Referring expression pointing data:

....

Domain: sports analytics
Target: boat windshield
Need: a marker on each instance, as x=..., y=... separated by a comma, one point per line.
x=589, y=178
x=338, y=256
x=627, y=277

....

Reproduce every record above exactly.

Domain: sports analytics
Target: boat windshield
Need: a marker on each instance, as x=..., y=... separated by a comma, one point per line.
x=589, y=178
x=338, y=256
x=627, y=277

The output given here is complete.